■ **What is needed**: Lay out every line of the records below as a numbered list, skipping any blank lines. Leave the pictures out.
■ ■ ■
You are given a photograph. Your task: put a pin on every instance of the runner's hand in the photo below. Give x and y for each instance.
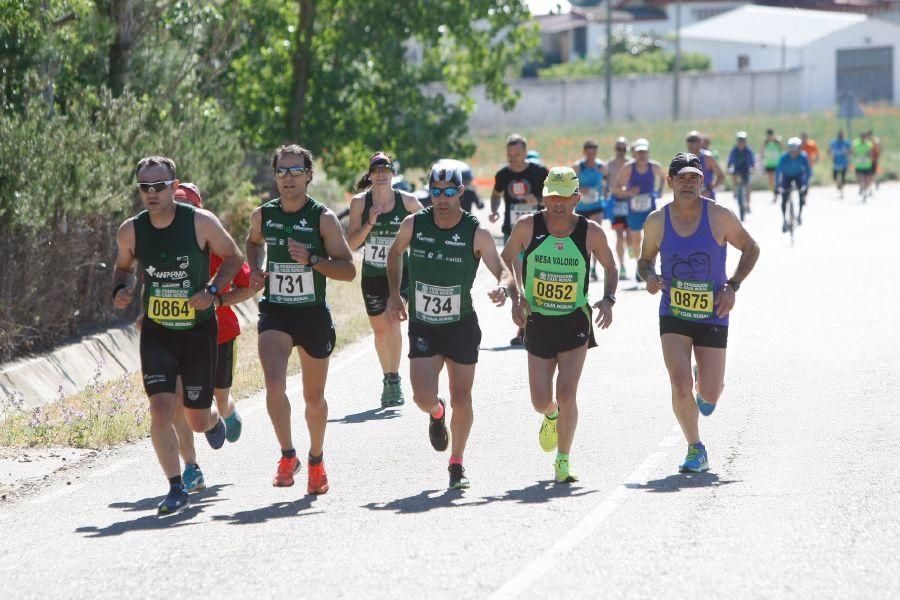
(724, 301)
(604, 313)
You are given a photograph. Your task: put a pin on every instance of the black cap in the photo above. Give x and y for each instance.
(685, 162)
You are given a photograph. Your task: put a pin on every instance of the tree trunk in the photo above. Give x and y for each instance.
(302, 63)
(122, 14)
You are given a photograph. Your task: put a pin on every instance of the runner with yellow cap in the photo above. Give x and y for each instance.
(552, 305)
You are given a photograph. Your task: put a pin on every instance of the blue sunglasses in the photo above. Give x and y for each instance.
(449, 192)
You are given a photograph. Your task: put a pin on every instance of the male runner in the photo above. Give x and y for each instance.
(171, 242)
(692, 235)
(300, 243)
(375, 217)
(592, 203)
(638, 182)
(554, 308)
(446, 246)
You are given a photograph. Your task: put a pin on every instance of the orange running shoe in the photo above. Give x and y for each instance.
(284, 477)
(318, 480)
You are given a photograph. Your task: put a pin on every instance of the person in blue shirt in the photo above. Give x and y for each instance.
(793, 170)
(839, 151)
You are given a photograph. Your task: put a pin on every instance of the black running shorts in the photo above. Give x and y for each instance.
(545, 337)
(310, 327)
(190, 353)
(458, 341)
(702, 334)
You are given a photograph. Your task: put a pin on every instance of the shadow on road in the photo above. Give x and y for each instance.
(278, 510)
(373, 414)
(199, 501)
(680, 481)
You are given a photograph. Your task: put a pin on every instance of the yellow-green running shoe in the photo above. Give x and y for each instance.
(547, 436)
(564, 474)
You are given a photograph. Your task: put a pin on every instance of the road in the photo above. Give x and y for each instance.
(803, 499)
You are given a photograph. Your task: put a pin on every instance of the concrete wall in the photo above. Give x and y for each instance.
(645, 98)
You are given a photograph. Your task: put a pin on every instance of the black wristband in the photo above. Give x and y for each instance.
(116, 289)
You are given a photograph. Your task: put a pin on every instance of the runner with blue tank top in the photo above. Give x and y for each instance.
(691, 236)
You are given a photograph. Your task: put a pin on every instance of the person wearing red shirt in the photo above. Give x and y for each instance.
(229, 328)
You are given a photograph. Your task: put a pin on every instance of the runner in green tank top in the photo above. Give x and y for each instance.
(375, 217)
(553, 307)
(446, 246)
(172, 242)
(305, 244)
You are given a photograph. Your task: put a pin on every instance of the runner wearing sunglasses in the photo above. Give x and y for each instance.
(294, 244)
(172, 243)
(375, 217)
(446, 245)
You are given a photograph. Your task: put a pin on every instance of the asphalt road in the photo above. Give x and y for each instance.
(802, 501)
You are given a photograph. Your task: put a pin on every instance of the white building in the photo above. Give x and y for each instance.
(836, 52)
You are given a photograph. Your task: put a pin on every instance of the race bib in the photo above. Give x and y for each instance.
(169, 307)
(438, 304)
(642, 203)
(291, 283)
(377, 251)
(691, 300)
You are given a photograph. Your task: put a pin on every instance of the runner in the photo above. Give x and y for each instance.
(638, 182)
(793, 169)
(519, 183)
(740, 165)
(839, 151)
(771, 152)
(229, 330)
(554, 306)
(592, 204)
(172, 243)
(692, 235)
(618, 206)
(300, 243)
(712, 172)
(446, 245)
(375, 217)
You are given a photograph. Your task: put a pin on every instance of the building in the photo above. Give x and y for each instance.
(837, 52)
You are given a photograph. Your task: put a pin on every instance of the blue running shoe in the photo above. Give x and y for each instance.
(176, 500)
(193, 478)
(696, 460)
(233, 425)
(216, 435)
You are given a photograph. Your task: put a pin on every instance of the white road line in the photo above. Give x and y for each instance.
(586, 527)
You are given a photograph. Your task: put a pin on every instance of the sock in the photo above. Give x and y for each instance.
(440, 414)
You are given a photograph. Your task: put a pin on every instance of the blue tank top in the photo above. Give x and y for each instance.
(694, 268)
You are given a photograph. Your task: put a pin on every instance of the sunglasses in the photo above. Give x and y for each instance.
(449, 192)
(154, 186)
(282, 172)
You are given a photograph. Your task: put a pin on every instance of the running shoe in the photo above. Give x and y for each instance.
(696, 460)
(563, 472)
(317, 482)
(175, 500)
(547, 436)
(233, 426)
(458, 479)
(284, 477)
(437, 430)
(216, 435)
(193, 478)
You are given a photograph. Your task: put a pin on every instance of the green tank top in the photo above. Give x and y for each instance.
(442, 267)
(173, 268)
(862, 154)
(289, 283)
(379, 240)
(556, 269)
(771, 154)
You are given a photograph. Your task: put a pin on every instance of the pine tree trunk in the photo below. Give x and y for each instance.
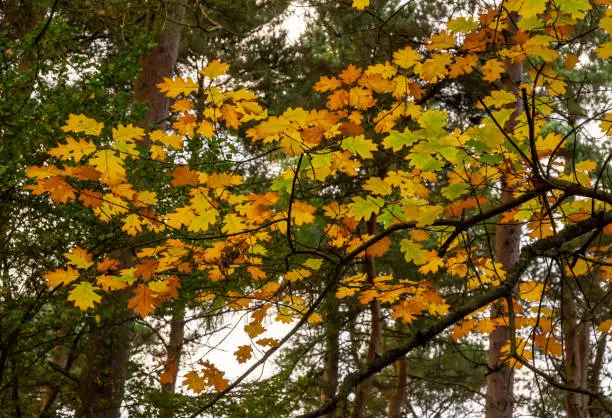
(576, 344)
(160, 63)
(398, 396)
(361, 394)
(500, 380)
(331, 359)
(175, 349)
(103, 380)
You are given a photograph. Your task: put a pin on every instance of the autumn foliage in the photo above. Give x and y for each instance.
(378, 151)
■ ■ ■
■ **Problem solution**:
1. You are given a photograph. Your task: put a pin on every instance of the runner's hand in the photo below. Give x and y for each instance.
2. (724, 301)
3. (604, 313)
4. You are given a photograph. Your task: put a pin on every instance of the black cap in the photo above. Give x and y for each instance.
5. (685, 162)
6. You are given a photograph. Your task: put a pin on every instance of the tree trunk in the photo above. Give x and y for each instance.
7. (302, 63)
8. (122, 14)
9. You are given a photograph. Your task: put a pin on every instance of the runner with yellow cap in the photo above. Give x and y for each instance.
10. (552, 305)
11. You are given a photograph. Your task: put a pin on every instance of the blue sunglasses in the photo above. Give x and y for each instance.
12. (449, 192)
13. You are given a photograph. Your task: put a pin on every instance of the male runner in the photo above. Give x and y for each instance.
14. (171, 242)
15. (692, 235)
16. (300, 243)
17. (375, 217)
18. (592, 203)
19. (638, 182)
20. (554, 308)
21. (446, 246)
22. You are given a photograph. Your task: put a pin on every instance of the orange running shoe in the photo above. Give x and y for each instance.
23. (284, 477)
24. (318, 480)
25. You are given a photograph. Your task: put a pin on every instance of the person in blue shirt in the photo above. Give x and y for each instance.
26. (793, 170)
27. (839, 151)
28. You are given a photograph. Your task: put a pin on every instance of the black running shorts in the photo above. Give x and y for each instance.
29. (545, 337)
30. (310, 327)
31. (190, 353)
32. (458, 341)
33. (702, 334)
34. You are given a photograph. Your task: put a pin on every instance of the shadow on road in the photo above. Give x and y for each instance.
35. (278, 510)
36. (373, 414)
37. (199, 501)
38. (680, 481)
39. You are given a photograph. Your task: put a pin on every instance of the yellow-green running shoe in the photo above. Give x and y for each instance.
40. (547, 436)
41. (564, 474)
42. You are given a photograph. Your task: put a pin on every instance of the road in the photo above. Give x and y for each instance.
43. (803, 499)
44. You are given a photograph. Your task: put a pin on every instance of the concrete wall in the photo above. Give x and y for each instance.
45. (645, 98)
46. You are given a photograph. Your task: put a pin on every instance of the black wristband in the photo above. Give x and y for each instance.
47. (116, 289)
48. You are given a photograph. Your task: put a pin on every instance of the runner with blue tank top in the photo above. Give x and y for each instance.
49. (691, 236)
50. You are given a photograph. Your task: put a pin on every instance of the person wearing red shirt in the photo above. Give x and y for each instance.
51. (229, 328)
52. You are given a photograph. Your task: put a pin on every instance of the runner in green tank top in the photo above. Give x and y for each instance.
53. (375, 217)
54. (553, 307)
55. (446, 246)
56. (172, 242)
57. (305, 244)
58. You are given a photograph. Your task: put a pin on every instance of the runner wearing sunglasses in the photo above. Give x and y for each instance.
59. (294, 244)
60. (172, 243)
61. (375, 217)
62. (446, 245)
63. You are given a photograph. Your task: put a pin on every instance of the asphalt road in the photo above. Give x and y for each instance.
64. (802, 501)
65. You are given a photograph. Your task: put a pin on every instance of the white building in the photo above. Give x and y for each instance.
66. (836, 52)
67. You are given a photograph. Your task: put a pin on every instance of the race bib in the photo above. Give x and y for each instance.
68. (169, 307)
69. (438, 304)
70. (642, 203)
71. (291, 283)
72. (377, 251)
73. (691, 300)
74. You are given a photograph. Your task: put a pin on every instance of the runner in the photo above. Give x and y for each instance.
75. (638, 182)
76. (793, 169)
77. (519, 183)
78. (740, 165)
79. (839, 151)
80. (771, 152)
81. (229, 330)
82. (554, 306)
83. (592, 204)
84. (172, 243)
85. (692, 235)
86. (618, 206)
87. (300, 243)
88. (712, 172)
89. (446, 245)
90. (375, 217)
91. You are given a photograph. Your task: put a pin on every instance of the building in the photo above. Give x and y for each instance.
92. (837, 52)
93. You are given a photograph. Your task: put a pin on every instance of the blue running shoe in the photo above. Give x and y for each instance.
94. (176, 500)
95. (193, 478)
96. (696, 460)
97. (233, 425)
98. (216, 435)
99. You are given a photograph. Your task: put a pin on every instance of the white road line in the photo above. Give x and y for each instance.
100. (586, 527)
101. You are given a photograph. Your task: put a pin on every instance of the sock in the photo above. Give x and y for each instance.
102. (440, 414)
103. You are given a photograph. Your task: put a pin on every instance of the blue tank top in the photo above. Give x and y for each instance.
104. (694, 268)
105. You are given a photograph. Your task: put a pin on every instance of the sunglasses in the photo above. Give x and y for each instance.
106. (449, 192)
107. (154, 186)
108. (282, 172)
109. You are given a photograph. Your task: put a pin on every instance of the running shoe in the photo above. Give x and y for each instance.
110. (696, 460)
111. (563, 472)
112. (317, 482)
113. (175, 500)
114. (547, 436)
115. (233, 426)
116. (458, 479)
117. (284, 477)
118. (437, 430)
119. (216, 435)
120. (193, 478)
121. You are given a photograph. Your task: put a pin on every instance of the green tank top in the photo above. Give x and y for each instance.
122. (442, 267)
123. (173, 268)
124. (862, 154)
125. (289, 283)
126. (379, 240)
127. (556, 269)
128. (771, 154)
129. You are given a photograph. Your task: put a pin on every instance of the pine tree trunk in the photo below. Give x and y for each instance.
130. (576, 344)
131. (160, 63)
132. (398, 396)
133. (361, 394)
134. (500, 380)
135. (331, 359)
136. (175, 349)
137. (103, 380)
138. You are given a photograph. Your task: put a pin on every instance of the autumn foliage in the photo above. Give x and y for each instance.
139. (378, 151)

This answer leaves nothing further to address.